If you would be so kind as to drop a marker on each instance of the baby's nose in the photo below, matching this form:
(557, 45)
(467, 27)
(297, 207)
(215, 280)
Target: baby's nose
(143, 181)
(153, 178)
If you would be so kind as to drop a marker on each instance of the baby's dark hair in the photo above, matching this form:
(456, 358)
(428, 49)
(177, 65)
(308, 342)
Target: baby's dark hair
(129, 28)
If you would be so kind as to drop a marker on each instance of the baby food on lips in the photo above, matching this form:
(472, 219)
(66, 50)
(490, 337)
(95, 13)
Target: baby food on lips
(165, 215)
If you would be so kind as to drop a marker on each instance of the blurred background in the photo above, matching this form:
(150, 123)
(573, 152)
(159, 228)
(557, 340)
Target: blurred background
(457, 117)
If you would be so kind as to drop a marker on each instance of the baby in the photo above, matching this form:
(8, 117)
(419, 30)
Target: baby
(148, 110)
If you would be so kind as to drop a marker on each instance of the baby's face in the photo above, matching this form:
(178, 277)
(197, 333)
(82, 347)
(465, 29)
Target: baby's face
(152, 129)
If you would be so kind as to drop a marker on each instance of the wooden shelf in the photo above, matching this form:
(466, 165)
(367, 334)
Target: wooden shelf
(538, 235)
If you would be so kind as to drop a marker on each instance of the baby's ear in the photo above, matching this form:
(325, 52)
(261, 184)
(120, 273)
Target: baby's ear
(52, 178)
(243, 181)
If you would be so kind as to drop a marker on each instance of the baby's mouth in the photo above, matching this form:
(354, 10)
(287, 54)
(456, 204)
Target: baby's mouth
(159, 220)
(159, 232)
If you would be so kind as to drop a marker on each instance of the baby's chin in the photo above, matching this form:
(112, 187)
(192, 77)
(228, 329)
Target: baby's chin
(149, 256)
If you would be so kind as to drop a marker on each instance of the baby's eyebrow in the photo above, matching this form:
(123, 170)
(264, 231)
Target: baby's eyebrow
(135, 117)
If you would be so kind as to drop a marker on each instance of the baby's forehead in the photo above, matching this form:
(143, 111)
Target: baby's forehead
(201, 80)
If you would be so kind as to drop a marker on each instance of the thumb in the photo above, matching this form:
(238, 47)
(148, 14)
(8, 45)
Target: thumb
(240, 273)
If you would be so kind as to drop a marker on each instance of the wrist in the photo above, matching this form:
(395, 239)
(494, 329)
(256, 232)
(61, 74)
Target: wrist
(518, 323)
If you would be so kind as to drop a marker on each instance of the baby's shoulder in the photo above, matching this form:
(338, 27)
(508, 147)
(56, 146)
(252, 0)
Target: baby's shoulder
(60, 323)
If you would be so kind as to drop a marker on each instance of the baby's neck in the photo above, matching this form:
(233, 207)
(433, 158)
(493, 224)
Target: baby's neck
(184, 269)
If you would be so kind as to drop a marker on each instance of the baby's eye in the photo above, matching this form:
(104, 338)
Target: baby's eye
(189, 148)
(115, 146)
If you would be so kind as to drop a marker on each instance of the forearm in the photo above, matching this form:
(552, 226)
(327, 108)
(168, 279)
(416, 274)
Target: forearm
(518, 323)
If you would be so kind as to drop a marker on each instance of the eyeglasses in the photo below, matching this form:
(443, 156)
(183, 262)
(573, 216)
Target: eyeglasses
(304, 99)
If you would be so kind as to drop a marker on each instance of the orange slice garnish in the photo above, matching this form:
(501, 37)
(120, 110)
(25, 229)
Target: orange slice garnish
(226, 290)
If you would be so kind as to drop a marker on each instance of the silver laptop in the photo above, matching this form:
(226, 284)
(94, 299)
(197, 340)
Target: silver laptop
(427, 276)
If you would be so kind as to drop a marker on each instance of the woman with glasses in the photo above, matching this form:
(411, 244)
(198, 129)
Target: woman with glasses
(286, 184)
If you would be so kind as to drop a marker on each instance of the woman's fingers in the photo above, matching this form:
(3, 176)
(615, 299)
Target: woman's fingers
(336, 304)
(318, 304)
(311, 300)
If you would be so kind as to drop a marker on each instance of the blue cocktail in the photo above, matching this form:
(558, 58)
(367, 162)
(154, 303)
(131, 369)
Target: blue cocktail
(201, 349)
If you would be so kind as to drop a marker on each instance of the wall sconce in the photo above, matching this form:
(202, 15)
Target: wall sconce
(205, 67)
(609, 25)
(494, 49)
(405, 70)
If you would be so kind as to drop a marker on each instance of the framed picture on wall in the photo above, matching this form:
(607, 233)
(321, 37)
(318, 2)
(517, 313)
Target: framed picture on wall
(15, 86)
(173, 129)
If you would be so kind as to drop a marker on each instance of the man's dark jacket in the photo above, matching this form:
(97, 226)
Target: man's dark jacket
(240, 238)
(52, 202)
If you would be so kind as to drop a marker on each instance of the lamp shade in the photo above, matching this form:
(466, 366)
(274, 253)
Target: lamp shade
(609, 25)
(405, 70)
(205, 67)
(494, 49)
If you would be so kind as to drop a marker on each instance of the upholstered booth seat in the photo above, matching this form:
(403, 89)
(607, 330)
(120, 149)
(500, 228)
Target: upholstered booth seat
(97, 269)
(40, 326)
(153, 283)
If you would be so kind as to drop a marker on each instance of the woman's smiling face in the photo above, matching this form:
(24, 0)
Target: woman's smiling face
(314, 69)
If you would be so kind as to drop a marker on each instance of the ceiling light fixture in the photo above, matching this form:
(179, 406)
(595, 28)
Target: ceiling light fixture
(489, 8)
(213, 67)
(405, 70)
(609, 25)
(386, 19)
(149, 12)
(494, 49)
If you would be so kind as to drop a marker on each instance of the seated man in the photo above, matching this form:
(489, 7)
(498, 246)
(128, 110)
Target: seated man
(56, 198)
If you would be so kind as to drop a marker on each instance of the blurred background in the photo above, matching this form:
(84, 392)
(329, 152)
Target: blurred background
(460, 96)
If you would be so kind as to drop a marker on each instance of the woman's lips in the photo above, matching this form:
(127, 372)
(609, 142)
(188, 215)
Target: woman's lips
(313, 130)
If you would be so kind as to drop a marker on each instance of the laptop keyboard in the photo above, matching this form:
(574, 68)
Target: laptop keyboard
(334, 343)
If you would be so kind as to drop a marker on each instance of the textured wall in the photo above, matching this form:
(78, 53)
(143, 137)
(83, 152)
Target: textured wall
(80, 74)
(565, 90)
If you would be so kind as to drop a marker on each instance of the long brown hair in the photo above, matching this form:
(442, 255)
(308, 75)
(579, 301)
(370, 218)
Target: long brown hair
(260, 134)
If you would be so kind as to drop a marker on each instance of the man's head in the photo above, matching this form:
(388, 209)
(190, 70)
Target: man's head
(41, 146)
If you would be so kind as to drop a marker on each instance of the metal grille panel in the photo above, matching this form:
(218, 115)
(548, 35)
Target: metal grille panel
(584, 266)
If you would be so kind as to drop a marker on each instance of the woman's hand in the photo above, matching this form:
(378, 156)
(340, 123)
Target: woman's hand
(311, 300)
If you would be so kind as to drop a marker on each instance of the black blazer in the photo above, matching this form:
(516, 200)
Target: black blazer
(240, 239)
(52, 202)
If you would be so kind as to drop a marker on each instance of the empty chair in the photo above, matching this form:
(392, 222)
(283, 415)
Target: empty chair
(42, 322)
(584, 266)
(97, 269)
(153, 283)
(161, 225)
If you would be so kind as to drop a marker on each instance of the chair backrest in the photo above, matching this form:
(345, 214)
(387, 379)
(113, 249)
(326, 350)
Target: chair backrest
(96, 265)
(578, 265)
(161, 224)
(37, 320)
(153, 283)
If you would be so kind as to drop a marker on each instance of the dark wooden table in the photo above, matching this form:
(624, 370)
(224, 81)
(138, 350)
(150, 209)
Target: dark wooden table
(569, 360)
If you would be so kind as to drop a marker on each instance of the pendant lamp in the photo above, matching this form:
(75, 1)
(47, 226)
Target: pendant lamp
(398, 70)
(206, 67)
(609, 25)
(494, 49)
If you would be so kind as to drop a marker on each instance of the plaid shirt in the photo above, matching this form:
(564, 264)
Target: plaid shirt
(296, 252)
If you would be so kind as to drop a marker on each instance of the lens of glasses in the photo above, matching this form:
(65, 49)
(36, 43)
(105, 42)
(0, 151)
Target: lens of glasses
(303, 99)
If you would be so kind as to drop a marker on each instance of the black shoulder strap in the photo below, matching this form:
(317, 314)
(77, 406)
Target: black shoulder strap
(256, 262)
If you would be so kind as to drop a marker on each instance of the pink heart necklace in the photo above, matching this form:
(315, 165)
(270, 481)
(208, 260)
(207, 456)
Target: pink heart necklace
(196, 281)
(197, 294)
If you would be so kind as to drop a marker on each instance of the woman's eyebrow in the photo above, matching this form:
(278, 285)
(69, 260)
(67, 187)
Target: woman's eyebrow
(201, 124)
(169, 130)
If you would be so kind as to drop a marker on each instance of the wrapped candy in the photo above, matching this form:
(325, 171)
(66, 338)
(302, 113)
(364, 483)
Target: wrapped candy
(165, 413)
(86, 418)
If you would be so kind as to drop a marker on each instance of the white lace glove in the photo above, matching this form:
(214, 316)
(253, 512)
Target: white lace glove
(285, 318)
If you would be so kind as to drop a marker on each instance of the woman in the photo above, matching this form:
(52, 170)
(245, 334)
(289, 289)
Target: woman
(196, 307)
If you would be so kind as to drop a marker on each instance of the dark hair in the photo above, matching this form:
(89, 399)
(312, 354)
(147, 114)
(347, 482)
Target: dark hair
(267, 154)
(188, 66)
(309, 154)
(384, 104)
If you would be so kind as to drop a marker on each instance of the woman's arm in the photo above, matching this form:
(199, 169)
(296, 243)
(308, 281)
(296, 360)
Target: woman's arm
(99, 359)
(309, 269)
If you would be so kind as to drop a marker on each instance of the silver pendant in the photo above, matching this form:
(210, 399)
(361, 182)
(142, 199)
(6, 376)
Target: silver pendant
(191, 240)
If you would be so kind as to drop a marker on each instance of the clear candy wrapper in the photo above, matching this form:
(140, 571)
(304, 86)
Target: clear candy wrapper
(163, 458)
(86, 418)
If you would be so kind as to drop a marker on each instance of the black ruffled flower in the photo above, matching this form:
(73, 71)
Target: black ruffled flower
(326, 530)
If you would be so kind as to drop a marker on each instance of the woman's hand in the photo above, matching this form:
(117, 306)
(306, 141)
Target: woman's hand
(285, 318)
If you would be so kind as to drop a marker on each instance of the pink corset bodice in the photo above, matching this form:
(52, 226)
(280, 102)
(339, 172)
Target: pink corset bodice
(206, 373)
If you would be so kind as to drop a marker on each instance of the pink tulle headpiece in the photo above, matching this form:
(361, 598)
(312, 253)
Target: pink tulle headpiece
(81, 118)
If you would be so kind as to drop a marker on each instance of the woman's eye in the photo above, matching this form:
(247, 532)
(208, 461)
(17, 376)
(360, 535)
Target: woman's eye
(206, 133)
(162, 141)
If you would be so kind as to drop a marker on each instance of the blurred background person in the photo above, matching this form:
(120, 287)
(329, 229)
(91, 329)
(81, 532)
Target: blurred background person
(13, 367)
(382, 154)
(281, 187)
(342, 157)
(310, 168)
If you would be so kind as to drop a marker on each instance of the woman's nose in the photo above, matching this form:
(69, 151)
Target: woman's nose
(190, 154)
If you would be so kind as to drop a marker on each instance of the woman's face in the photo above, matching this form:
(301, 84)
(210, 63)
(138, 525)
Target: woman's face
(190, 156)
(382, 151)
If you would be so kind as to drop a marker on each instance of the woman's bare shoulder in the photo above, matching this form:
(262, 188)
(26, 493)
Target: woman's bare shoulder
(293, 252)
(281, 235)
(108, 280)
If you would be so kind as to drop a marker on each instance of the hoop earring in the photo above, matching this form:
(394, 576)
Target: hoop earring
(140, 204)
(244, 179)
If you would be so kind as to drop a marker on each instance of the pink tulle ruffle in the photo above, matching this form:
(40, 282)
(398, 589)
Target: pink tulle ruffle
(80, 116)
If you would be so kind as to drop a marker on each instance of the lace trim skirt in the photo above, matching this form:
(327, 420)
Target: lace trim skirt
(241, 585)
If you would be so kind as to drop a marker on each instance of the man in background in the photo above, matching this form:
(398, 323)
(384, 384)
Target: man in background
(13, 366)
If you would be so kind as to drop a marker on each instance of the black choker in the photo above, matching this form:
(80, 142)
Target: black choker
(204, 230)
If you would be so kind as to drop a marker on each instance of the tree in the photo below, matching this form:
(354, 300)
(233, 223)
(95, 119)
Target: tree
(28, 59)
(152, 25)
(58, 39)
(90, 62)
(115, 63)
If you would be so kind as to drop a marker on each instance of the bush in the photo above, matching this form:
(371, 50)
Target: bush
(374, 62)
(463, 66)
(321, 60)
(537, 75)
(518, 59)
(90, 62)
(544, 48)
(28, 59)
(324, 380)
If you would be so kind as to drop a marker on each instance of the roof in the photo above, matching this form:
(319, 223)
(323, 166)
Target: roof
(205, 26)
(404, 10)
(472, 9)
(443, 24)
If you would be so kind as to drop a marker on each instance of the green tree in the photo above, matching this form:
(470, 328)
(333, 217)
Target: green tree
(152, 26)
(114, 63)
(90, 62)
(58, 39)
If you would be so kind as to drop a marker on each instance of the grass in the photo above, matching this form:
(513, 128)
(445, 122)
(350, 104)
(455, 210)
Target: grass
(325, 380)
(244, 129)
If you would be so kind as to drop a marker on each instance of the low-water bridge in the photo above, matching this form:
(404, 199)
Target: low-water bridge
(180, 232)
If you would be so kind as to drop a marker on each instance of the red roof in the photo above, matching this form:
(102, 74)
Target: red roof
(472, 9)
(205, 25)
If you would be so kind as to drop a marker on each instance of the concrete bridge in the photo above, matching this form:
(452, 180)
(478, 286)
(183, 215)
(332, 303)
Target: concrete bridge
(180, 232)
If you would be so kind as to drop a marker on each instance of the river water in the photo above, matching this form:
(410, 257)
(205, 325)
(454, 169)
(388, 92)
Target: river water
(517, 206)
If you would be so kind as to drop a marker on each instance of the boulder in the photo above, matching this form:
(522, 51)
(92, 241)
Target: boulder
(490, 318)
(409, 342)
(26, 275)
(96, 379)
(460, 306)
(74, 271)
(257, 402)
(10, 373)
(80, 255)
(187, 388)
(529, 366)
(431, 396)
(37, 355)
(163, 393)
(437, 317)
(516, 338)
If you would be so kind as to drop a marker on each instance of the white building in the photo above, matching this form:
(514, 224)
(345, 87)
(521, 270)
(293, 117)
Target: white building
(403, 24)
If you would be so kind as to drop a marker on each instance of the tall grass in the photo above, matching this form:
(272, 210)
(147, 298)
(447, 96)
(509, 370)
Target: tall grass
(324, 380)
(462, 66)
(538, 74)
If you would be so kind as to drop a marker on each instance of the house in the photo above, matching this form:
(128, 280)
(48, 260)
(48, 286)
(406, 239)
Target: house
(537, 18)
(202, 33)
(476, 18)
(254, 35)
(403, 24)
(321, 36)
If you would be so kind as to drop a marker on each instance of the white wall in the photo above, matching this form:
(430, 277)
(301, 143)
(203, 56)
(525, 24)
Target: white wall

###

■ WORK INSTRUCTIONS: Find how many lines of the listing include the word "below" and answer with that count by itself.

■ EXPECTED OUTPUT: 4